■ JOB ■
Rewrite the lines below with "outline" changed to "boundary" wherever it occurs, keeping everything else the same, and leave the pictures out of your answer.
━━ DATASET EXCERPTS
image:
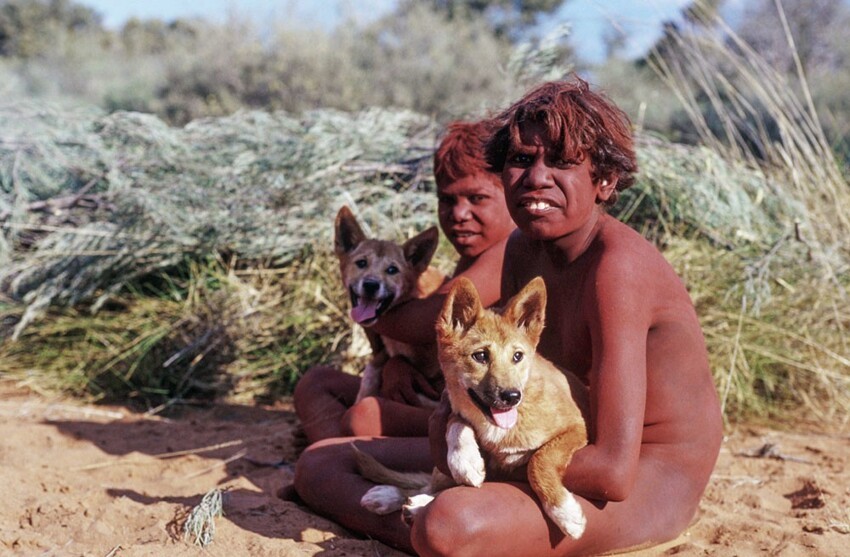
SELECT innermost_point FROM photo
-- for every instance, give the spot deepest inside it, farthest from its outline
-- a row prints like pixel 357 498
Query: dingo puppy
━━━━
■ EXPECTED OUTPUT ■
image:
SELECT innermost_point FROM photo
-- for every instance, give the spot deepest inside it, farthest from its boundary
-- a row prints like pixel 357 498
Query: dingo puppy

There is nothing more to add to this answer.